++++ Data excerpts ++++

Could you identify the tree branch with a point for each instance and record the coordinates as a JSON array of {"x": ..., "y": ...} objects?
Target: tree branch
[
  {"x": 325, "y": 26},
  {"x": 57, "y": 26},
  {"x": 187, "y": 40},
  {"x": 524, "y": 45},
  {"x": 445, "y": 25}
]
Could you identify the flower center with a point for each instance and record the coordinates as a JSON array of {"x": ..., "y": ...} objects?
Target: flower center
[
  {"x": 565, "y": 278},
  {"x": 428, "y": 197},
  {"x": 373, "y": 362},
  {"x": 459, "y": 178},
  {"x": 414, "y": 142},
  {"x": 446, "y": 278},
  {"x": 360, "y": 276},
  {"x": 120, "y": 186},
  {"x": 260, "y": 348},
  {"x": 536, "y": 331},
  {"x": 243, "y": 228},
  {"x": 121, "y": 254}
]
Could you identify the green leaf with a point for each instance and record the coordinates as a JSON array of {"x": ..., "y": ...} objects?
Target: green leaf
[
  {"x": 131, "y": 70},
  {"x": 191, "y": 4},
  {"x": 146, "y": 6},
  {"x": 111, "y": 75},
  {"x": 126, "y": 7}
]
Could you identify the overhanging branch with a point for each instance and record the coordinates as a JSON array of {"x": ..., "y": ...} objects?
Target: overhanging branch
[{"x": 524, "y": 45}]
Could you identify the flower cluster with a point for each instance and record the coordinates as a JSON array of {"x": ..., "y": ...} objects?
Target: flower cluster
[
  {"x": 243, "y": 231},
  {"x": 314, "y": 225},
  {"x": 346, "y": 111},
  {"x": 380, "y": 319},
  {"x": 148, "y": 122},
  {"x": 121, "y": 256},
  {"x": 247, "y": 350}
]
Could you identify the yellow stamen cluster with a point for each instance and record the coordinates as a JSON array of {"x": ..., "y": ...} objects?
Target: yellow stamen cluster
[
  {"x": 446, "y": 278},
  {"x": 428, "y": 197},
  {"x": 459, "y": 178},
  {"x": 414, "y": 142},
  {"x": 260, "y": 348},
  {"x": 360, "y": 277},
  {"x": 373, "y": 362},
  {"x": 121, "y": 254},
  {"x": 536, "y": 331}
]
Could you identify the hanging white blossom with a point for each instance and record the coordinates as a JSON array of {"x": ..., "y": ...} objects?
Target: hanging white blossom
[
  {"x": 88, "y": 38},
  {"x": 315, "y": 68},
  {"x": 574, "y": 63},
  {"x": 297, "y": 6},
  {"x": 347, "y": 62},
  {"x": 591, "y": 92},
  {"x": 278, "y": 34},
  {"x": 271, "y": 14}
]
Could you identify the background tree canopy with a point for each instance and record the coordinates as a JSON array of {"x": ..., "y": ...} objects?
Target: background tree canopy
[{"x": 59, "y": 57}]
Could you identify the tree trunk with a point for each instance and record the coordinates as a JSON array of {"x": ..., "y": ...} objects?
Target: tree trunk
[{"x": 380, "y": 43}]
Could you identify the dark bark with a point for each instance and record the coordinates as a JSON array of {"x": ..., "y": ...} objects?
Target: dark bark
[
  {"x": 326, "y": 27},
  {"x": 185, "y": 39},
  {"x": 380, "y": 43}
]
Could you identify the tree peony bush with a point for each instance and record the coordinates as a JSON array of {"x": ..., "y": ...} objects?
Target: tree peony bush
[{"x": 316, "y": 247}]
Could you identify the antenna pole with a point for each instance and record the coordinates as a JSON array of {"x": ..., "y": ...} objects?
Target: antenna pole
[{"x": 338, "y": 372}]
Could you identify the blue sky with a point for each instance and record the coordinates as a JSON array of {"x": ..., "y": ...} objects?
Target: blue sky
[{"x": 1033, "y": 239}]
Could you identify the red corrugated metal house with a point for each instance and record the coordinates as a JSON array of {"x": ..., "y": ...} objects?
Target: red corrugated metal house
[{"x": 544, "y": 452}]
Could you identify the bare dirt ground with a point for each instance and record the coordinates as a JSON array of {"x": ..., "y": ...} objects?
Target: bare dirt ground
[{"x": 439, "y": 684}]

++++

## Written problem
Copy the records above word for word, from the line containing "Could you identify the antenna" through the end of the records.

## Complete response
Could you identify the antenna pole with a point for each instance and record the coordinates as a JSON array of {"x": ..., "y": ...} objects?
Target: antenna pole
[{"x": 338, "y": 372}]
Could you identify the blue sky with a point for each instance and record the coordinates as a JSON array of {"x": ..., "y": ...} objects?
Target: blue sky
[{"x": 1033, "y": 239}]
Could you identify the red corrugated metal house with a point for each instance and record the coordinates as a JSON array of {"x": ..., "y": ...} objects?
Target: red corrugated metal house
[{"x": 544, "y": 452}]
Could you identify the bare dirt ground with a point for each instance and record the coordinates as a JSON array of {"x": ..., "y": ...} objects?
Target: bare dirt ground
[{"x": 439, "y": 684}]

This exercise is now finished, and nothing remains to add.